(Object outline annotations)
────
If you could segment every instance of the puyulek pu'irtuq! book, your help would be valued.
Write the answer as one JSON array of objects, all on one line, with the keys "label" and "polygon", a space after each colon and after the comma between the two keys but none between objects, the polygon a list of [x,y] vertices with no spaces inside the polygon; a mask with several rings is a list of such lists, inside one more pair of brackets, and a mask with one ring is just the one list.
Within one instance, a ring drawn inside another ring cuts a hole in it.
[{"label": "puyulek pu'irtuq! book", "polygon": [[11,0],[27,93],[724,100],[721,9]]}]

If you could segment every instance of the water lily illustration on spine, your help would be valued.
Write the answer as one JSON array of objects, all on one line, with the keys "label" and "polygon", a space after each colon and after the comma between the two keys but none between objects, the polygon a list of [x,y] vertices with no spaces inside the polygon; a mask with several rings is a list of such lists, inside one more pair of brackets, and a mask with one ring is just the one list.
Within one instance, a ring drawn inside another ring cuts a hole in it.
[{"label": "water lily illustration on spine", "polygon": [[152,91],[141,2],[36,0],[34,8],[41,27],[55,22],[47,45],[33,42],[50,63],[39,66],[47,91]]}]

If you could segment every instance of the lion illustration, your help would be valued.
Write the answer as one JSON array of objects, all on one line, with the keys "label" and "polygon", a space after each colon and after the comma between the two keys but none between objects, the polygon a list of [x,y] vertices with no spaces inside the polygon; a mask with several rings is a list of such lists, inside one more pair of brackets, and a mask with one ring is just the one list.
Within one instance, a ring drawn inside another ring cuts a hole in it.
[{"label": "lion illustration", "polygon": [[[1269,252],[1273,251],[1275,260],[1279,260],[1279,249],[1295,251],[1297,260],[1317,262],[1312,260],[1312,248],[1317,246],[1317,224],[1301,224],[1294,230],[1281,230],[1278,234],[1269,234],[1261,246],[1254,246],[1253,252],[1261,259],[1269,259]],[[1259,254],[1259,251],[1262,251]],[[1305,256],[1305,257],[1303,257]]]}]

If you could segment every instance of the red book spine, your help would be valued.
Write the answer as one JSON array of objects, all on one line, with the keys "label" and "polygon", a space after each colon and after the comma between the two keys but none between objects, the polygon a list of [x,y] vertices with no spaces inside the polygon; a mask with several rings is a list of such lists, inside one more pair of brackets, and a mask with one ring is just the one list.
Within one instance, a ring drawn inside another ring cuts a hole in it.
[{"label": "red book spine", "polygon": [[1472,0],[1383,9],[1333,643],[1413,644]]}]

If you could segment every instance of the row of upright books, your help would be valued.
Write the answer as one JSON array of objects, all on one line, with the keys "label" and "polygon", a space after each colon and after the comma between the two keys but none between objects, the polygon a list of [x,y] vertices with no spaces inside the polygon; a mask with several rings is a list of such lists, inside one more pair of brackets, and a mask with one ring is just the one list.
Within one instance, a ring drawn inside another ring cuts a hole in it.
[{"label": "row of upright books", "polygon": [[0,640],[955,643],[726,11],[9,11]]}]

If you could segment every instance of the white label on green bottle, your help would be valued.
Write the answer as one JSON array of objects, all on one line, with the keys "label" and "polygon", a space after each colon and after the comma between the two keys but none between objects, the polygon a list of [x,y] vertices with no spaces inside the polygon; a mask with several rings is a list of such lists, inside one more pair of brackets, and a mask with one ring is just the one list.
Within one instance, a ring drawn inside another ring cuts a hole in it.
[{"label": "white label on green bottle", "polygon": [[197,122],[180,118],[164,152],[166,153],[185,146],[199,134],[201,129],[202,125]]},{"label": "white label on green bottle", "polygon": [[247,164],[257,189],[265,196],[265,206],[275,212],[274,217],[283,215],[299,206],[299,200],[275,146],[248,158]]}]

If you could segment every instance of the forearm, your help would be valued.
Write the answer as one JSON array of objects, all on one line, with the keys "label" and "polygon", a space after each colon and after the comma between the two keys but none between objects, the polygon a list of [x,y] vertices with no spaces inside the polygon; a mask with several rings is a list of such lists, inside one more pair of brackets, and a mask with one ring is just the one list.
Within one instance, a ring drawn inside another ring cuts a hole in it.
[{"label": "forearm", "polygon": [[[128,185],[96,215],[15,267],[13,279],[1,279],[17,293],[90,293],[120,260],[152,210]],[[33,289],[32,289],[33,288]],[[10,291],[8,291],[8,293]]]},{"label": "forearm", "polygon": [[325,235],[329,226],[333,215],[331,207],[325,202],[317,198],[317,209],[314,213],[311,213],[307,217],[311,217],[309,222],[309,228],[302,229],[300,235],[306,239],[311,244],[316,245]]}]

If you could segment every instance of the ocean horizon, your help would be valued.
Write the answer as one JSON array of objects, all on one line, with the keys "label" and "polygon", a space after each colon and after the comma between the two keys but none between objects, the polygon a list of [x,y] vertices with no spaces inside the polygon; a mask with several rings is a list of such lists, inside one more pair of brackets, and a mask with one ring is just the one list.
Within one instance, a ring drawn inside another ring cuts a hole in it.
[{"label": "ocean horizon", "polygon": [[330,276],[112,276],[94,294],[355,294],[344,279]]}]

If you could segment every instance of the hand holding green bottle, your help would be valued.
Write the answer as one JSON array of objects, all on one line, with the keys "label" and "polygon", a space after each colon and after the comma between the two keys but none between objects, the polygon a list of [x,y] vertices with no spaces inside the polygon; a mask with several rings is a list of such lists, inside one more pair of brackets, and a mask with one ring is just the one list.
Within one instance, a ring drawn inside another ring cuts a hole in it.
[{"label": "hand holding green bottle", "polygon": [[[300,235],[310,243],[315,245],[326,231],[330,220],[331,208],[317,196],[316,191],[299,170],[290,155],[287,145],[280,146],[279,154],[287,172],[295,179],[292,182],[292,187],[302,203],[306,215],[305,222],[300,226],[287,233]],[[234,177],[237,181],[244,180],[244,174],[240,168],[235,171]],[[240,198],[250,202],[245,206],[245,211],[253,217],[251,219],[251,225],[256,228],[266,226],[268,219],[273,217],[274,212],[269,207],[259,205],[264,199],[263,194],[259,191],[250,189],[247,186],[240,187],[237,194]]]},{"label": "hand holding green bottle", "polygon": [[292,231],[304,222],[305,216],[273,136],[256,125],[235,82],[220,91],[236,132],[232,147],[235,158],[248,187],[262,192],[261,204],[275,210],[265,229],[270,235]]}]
────
Your instructions: Each entry above needs to be retyped exactly.

Result:
If you could segment every instance of the puyulek pu'irtuq! book, your help would be valued.
Write the answer as one JSON array of objects, all on one line, with the keys "label" and "polygon", a space after each colon and after the comma between the two keys but none between objects, the polygon a list of [x,y] vertices with no spaces inside the polygon; a mask with several rings is a list of such lists, inside one more pair of brackets, and a mask with one ring is just the one list.
Within one instance, a ring drawn inside another ring cuts a hole in it.
[{"label": "puyulek pu'irtuq! book", "polygon": [[11,0],[27,93],[724,100],[721,9]]}]

If you could segment every instance of the water lily illustration on spine, your help would be valued.
Write the answer as one JSON array of objects, all on one line, with the keys "label" and "polygon", a space after each colon and after the comma between the two keys but none between objects, the polygon a list of [x,y] vertices with no spaces inside the polygon; a mask with several rings is a list of such lists, inside one more pair of brackets, and a mask with one ring is just the one list.
Within one instance, a ring drawn inside another ring cuts a hole in it.
[{"label": "water lily illustration on spine", "polygon": [[152,91],[141,2],[36,0],[34,8],[41,27],[55,22],[47,45],[33,42],[50,63],[39,66],[47,91]]}]

If you could segment every instance of the lion illustration, your help would be valued.
Write the answer as one JSON array of objects, all on one line, with the keys "label" and "polygon", a space after each colon and after the comma between the two keys but none between objects, the polygon a list of [x,y] vertices with no spaces inside the polygon; a mask with several rings is a list of such lists, inside one more pair of brackets, and a mask with one ring is just the one list.
Within one instance, a ring drawn inside another ring cuts a hole in it.
[{"label": "lion illustration", "polygon": [[[1269,252],[1273,251],[1275,260],[1279,260],[1279,249],[1295,251],[1297,260],[1317,262],[1312,260],[1312,248],[1317,246],[1317,224],[1301,224],[1294,230],[1281,230],[1278,234],[1269,234],[1261,246],[1254,246],[1253,252],[1261,259],[1269,259]],[[1259,254],[1259,251],[1262,251]],[[1305,256],[1305,257],[1303,257]]]}]

If you could segment every instance of the red book spine, your help would be valued.
Write the answer as one JSON array of objects, all on one line, with the keys "label" and "polygon", a space after each colon and after the comma between the two keys but none between objects, the polygon a list of [x,y] vertices with no spaces inside the polygon; a mask with several rings is a list of such lists, inside one more pair of brackets, and a mask with one ring is just the one list.
Within one instance, a ring drawn inside another ring cuts a hole in it.
[{"label": "red book spine", "polygon": [[1472,0],[1383,9],[1333,643],[1413,644]]}]

If you could segment every instance of the row of upright books, your help would be valued.
Write the answer as one JSON array of objects, all on one line, with the keys "label" and "polygon", a space after each colon and after the comma between the two keys but none between objects, the polygon a list of [x,y] vertices with no spaces inside the polygon; a mask with several rings is a list of such lists, inside one more pair of brackets, and a mask with one ring is just the one list.
Within one instance, a ring drawn inside another ring cuts a hole in it.
[{"label": "row of upright books", "polygon": [[0,640],[955,643],[726,11],[9,11]]}]

If you could segment every instance of the white label on green bottle, your help would be valued.
Write the answer as one JSON array of objects, all on one line, with the keys "label" and "polygon", a space after each colon and after the comma between the two keys but none between objects, the polygon a list of [x,y] vertices with no spaces inside the polygon; a mask with several rings is a list of such lists, inside one more pair of brackets, and a mask with one ring is just the one list.
Within one instance, a ring drawn inside another ring cuts a hole in it.
[{"label": "white label on green bottle", "polygon": [[197,122],[180,118],[164,152],[166,153],[185,146],[199,134],[201,129],[202,125]]},{"label": "white label on green bottle", "polygon": [[247,164],[257,189],[265,196],[265,206],[275,212],[274,217],[283,215],[299,206],[299,200],[275,146],[248,158]]}]

If you could segment every instance of the forearm, your help would be valued.
Write the answer as one JSON array of objects, all on one line, with the keys "label" and "polygon", a space after each colon and after the comma between the two keys but none between objects, the polygon a list of [x,y] vertices with no spaces inside the polygon; a mask with several rings is a list of such lists, inside one more pair of brackets, and a mask with one ring is just the one list.
Within one instance, a ring drawn inside another ring cuts a hole in it.
[{"label": "forearm", "polygon": [[[128,185],[96,215],[15,267],[13,279],[1,279],[17,293],[90,293],[120,260],[152,210]],[[33,289],[32,289],[33,288]],[[10,291],[8,291],[8,293]]]},{"label": "forearm", "polygon": [[325,235],[329,226],[333,215],[331,207],[325,202],[317,198],[317,209],[314,213],[311,213],[307,217],[311,217],[309,222],[309,228],[302,229],[300,235],[306,239],[311,244],[316,245]]}]

If you could segment every instance of the ocean horizon, your help would be valued.
Write the answer as one JSON array of objects, all on one line, with the keys "label" and "polygon", a space after each colon and after the comma between the two keys but none between objects, the polygon a list of [x,y] vertices with no spaces inside the polygon; a mask with several rings is a list of such lists, inside one more pair of brackets, and a mask with one ring is just the one list.
Within one instance, a ring drawn inside another ring cuts a hole in it.
[{"label": "ocean horizon", "polygon": [[330,276],[112,276],[94,294],[355,294],[344,279]]}]

If you could segment every instance of the hand holding green bottle, your help would be valued.
Write the answer as one JSON array of objects, all on one line, with the keys "label" and "polygon", a space after each colon and after the comma between the two keys but none between objects, the polygon a list of [x,y] vertices with no spaces inside the polygon; a mask with several rings is a list of such lists, inside one more pair of brackets, and a mask with one ring is just the one list.
Within one instance, a ring drawn inside another ring cuts a hole in it.
[{"label": "hand holding green bottle", "polygon": [[[300,235],[310,243],[315,245],[326,231],[330,220],[331,208],[317,196],[316,191],[299,170],[290,155],[287,145],[280,146],[279,154],[287,172],[295,179],[292,182],[292,187],[302,203],[306,215],[305,222],[300,226],[287,233]],[[234,177],[237,181],[244,180],[244,174],[240,168],[235,171]],[[240,198],[250,202],[245,206],[245,211],[253,217],[251,219],[251,225],[256,228],[266,226],[268,219],[273,217],[274,212],[269,207],[259,205],[264,199],[263,194],[259,191],[250,189],[247,186],[240,187],[237,194]]]},{"label": "hand holding green bottle", "polygon": [[292,231],[304,222],[305,216],[273,136],[256,125],[235,82],[220,91],[236,132],[232,147],[235,158],[248,187],[262,192],[261,204],[275,210],[265,229],[270,235]]}]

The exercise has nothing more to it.